_Problem requirements_:
Type out the data again, word for word and in full.

_Exercise material_:
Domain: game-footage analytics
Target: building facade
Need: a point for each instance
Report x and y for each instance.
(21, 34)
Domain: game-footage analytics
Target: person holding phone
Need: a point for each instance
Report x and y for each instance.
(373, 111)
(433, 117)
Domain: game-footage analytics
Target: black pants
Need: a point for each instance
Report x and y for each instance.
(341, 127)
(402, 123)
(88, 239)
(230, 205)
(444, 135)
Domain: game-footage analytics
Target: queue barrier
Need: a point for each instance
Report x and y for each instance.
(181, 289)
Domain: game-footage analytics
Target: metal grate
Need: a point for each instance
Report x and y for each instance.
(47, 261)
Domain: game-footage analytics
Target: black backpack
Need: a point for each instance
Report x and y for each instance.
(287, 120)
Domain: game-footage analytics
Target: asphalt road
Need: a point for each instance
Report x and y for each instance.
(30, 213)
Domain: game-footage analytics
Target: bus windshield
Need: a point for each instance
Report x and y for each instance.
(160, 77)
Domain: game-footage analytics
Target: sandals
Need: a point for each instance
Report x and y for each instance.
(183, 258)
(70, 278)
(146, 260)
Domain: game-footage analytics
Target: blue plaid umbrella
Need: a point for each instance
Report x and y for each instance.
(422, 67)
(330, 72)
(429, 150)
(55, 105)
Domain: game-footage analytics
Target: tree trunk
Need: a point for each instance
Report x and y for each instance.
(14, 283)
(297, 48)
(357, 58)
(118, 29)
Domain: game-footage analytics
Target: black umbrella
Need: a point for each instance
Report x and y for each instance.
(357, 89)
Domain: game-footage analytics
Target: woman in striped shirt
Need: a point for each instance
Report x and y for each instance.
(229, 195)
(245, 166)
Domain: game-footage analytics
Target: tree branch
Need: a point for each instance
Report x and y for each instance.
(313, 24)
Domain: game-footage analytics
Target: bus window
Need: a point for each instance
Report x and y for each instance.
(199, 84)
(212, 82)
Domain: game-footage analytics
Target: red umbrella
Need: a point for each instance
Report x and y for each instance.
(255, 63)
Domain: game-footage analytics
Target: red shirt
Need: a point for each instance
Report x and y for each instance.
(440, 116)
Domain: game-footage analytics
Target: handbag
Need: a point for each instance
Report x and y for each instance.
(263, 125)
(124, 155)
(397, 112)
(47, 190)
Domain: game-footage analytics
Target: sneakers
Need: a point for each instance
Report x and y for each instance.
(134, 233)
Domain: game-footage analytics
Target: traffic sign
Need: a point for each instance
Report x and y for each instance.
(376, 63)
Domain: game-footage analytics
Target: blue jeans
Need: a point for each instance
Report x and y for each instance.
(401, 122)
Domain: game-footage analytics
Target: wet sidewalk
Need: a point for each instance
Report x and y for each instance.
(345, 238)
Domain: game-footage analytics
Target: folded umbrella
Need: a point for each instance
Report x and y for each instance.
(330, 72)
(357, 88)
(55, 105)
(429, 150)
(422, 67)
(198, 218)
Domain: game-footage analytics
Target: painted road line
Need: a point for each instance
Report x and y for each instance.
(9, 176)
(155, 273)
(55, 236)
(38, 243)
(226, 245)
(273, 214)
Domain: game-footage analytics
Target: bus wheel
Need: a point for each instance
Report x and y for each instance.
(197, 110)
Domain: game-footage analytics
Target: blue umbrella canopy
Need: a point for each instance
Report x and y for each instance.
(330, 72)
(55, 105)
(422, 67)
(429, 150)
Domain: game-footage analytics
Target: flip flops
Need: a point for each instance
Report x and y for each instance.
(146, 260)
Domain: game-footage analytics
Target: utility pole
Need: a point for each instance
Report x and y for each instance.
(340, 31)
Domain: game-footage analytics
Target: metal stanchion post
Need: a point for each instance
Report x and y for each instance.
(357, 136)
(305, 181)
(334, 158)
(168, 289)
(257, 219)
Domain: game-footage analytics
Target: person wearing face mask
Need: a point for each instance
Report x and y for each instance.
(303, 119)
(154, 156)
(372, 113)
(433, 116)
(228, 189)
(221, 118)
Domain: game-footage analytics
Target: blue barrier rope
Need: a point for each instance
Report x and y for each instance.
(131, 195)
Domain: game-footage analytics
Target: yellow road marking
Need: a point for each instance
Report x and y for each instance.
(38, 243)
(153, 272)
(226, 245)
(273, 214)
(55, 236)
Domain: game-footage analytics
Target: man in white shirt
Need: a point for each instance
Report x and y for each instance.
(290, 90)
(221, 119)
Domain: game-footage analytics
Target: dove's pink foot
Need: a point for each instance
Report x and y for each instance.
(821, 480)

_Result of the exercise_:
Domain: game-footage analytics
Target: building facade
Need: a point for each instance
Report x and y for each instance.
(21, 34)
Domain: game-footage analytics
Target: person holding phone
Need: a point for each instance
Report x and y for each instance.
(373, 111)
(433, 117)
Domain: game-footage analytics
Target: black pants
Need: a point for each instance
Report x and y for each instance.
(341, 127)
(402, 123)
(88, 239)
(230, 205)
(444, 135)
Domain: game-footage analytics
Target: queue barrier
Need: a point for each instance
Report x and y for each instance.
(181, 289)
Domain: game-footage analytics
Target: metal grate
Need: a point for each instance
Report x and y for each instance.
(47, 261)
Domain: game-footage analytics
Target: black backpack
Need: a point for each instance
Report x and y for each instance.
(287, 120)
Domain: game-footage analytics
Target: asphalt road
Need: a point for each instance
Report x and y for each instance.
(30, 213)
Domain: game-footage analytics
Target: bus windshield
Need: a point for each instance
Report x and y for each instance.
(160, 77)
Domain: game-footage analytics
Target: sandals
Need: a point for each instance
Report x and y for each instance.
(183, 258)
(70, 278)
(146, 260)
Domain: game-footage analytics
Target: blue plaid umbrella
Need: a point for each instance
Report x and y for each instance.
(422, 67)
(330, 72)
(429, 150)
(55, 105)
Domain: game-footage analytics
Target: tree trunk
Need: a point for each instance
Report x and y for each instance.
(14, 283)
(297, 48)
(357, 58)
(118, 29)
Domain: game-footage analytics
Target: black umbrella
Need: a point for each instance
Report x and y for each instance.
(357, 89)
Domain: game-footage analytics
Target: woman in striped shirt
Need: a point for each instance
Report x and y for each instance.
(229, 195)
(245, 166)
Domain: game-footage analytics
Target: tree branch
Need: a point for each instance
Report x and y for each instance.
(313, 24)
Domain: game-footage analytics
Target: bus window
Need: a point for each instance
Report x and y for each instance.
(199, 84)
(212, 82)
Domain: game-footage analytics
Target: red umbrella
Need: a point for each instance
Report x and y for each instance.
(255, 63)
Domain: game-footage analytics
Target: red shirt
Need: a point for each instance
Report x and y for each instance.
(440, 116)
Domain: game-footage analytics
Target: handbag
Need: a point for each instance
Report x and y for each instance.
(263, 125)
(124, 155)
(397, 112)
(47, 190)
Domain: game-footage analytics
Target: sneakers
Need: a point for each instance
Report x and y for each instance.
(134, 233)
Domain: game-footage analytics
Target: traffic sign
Need: a point for each instance
Report x and y for each instance.
(376, 63)
Domain: game-footage analytics
Target: blue jeans
Need: a point for each instance
Report x and y for each instance.
(401, 122)
Domain: game-footage analytics
Target: wet sidewalk
Need: a point for each instance
Report x and y for each instance.
(345, 238)
Domain: game-footage analytics
Target: folded umbrella
Need: a point for each instance
Report x and y for each instance.
(330, 72)
(357, 88)
(55, 105)
(429, 150)
(422, 67)
(198, 218)
Domain: game-footage analytics
Target: painted road line
Need: a point for each instance
Report x and y for each instance.
(9, 176)
(155, 273)
(55, 236)
(38, 243)
(226, 245)
(273, 214)
Domain: game-footage analytics
Target: bus wheel
Need: a point for each instance
Report x and y for each instance.
(197, 110)
Domain: game-footage analytics
Target: blue umbrella canopy
Need: a point for each instance
Report x and y for each instance.
(330, 72)
(55, 105)
(422, 67)
(429, 150)
Domain: game-footage analytics
Target: flip flops
Need: a point for each instance
Report x and y for each instance.
(146, 260)
Domain: game-footage analytics
Target: utility pole
Need: a point for each instance
Report x and y for each instance.
(340, 31)
Domain: game-footage analytics
Target: metal stanchion post
Need: a point for each instance
Report x and y for each instance.
(357, 136)
(305, 181)
(334, 158)
(168, 289)
(257, 219)
Domain: game-footage analytics
Target: person wearing face mask
Need: a point for each instance
Report x and y for each instance.
(303, 119)
(154, 156)
(372, 113)
(433, 116)
(228, 189)
(221, 118)
Domain: game-footage analytics
Target: blue barrier rope
Need: a point for each instance
Report x and y for each instance.
(131, 195)
Domain: game-footage analytics
Target: yellow road marking
Need: a point for each instance
Report x and y for each instance.
(38, 243)
(153, 272)
(226, 245)
(273, 214)
(55, 236)
Domain: game-footage analytics
Target: man in white shirt
Need: a point for each instance
Report x and y for each instance.
(290, 90)
(221, 119)
Domain: game-footage analytics
Target: dove's pink foot
Need: a point for each instance
Report x and y for each instance.
(821, 480)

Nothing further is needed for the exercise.